- Your instructions
Rescale everything from the row containing "Check that every instance of the lower" down to the last row, requests included. Multiply each x and y coordinate in the answers by 1.6 and round to whole numbers with halves going up, leaving the requests and their format samples as they are.

- Records
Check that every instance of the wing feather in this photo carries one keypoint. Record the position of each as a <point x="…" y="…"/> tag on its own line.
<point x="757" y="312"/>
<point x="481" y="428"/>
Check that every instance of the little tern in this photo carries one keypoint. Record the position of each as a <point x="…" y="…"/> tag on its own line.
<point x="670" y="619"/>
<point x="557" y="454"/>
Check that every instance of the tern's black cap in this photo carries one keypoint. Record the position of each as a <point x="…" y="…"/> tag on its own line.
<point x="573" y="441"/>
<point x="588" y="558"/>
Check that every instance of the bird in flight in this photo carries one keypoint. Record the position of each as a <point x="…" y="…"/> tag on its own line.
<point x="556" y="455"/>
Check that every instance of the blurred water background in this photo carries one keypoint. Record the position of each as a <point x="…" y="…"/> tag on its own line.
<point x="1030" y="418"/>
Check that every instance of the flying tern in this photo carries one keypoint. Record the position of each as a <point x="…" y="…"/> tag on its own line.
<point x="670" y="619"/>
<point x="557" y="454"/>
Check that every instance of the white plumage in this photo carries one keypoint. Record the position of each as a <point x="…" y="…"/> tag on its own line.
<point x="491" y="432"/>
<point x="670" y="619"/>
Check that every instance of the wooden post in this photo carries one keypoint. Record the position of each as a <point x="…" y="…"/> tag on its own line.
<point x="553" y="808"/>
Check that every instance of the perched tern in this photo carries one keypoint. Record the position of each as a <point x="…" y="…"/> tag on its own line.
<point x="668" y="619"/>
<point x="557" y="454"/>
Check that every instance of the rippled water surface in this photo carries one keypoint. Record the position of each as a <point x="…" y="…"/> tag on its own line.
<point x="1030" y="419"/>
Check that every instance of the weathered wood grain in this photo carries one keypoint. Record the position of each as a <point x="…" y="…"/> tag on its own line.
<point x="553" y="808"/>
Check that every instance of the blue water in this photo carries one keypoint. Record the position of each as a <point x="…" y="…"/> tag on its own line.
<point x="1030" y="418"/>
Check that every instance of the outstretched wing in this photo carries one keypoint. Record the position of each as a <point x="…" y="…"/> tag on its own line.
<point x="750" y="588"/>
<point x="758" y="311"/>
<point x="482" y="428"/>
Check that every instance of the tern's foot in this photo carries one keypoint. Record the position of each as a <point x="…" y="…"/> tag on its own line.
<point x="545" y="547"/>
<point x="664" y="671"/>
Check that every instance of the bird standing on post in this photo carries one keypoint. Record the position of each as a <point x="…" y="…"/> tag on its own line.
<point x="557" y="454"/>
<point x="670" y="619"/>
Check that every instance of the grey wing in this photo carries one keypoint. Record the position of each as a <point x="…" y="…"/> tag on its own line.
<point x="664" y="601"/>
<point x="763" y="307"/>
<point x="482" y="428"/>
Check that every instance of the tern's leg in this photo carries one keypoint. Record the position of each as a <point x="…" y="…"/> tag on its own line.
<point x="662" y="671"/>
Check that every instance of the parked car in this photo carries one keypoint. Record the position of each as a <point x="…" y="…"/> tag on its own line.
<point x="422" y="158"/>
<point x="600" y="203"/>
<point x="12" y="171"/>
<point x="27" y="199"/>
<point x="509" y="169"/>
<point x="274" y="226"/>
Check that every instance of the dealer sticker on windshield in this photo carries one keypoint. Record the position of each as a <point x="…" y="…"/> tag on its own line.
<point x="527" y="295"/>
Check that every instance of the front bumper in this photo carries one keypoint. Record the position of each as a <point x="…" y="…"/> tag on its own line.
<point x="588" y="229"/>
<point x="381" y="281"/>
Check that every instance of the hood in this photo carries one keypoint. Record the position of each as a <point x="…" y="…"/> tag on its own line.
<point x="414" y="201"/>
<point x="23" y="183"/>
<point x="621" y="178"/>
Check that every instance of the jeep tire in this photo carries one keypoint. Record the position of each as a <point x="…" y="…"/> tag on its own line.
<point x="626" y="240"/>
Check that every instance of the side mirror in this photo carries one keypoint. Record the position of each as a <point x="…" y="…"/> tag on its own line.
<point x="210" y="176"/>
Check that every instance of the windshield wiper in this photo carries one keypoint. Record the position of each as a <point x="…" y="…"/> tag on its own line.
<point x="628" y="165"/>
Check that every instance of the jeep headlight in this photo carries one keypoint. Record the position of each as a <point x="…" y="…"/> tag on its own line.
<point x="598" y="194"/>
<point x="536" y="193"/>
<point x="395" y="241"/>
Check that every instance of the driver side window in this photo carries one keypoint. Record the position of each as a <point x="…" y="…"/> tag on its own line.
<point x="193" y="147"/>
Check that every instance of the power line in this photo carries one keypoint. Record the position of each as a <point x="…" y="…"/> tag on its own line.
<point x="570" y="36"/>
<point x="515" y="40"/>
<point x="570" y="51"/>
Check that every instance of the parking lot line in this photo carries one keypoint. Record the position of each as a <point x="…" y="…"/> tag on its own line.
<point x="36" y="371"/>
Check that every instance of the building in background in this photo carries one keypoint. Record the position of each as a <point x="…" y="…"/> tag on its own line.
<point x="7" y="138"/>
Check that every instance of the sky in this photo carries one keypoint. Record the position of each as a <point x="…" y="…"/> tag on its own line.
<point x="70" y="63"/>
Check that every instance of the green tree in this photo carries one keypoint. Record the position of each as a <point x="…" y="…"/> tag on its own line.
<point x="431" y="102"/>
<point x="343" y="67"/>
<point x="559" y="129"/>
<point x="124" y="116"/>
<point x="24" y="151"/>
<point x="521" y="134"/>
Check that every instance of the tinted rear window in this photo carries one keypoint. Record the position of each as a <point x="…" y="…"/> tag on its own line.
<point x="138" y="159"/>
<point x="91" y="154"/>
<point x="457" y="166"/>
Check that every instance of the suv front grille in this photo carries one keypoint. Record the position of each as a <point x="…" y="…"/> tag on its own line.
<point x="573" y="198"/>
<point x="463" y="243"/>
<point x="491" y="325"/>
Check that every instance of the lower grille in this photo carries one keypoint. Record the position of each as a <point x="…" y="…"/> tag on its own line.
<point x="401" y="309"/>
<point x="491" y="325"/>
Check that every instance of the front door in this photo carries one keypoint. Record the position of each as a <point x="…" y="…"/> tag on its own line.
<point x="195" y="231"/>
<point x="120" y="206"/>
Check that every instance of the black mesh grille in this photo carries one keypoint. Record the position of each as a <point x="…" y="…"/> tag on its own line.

- Output for this exercise
Check that every instance of the lower grille in this photo carries one keypoint. Record the position of each as a <point x="…" y="…"/> tag on its own line.
<point x="642" y="494"/>
<point x="786" y="520"/>
Check that every instance of the front door in this photo carries one keypoint. Record the position of each as a <point x="…" y="…"/> tag on its own line.
<point x="312" y="370"/>
<point x="192" y="330"/>
Check that every instance of the black mesh grille in this photo carries one keypoint. Record the position of each as a <point x="…" y="…"/> tag on its own line.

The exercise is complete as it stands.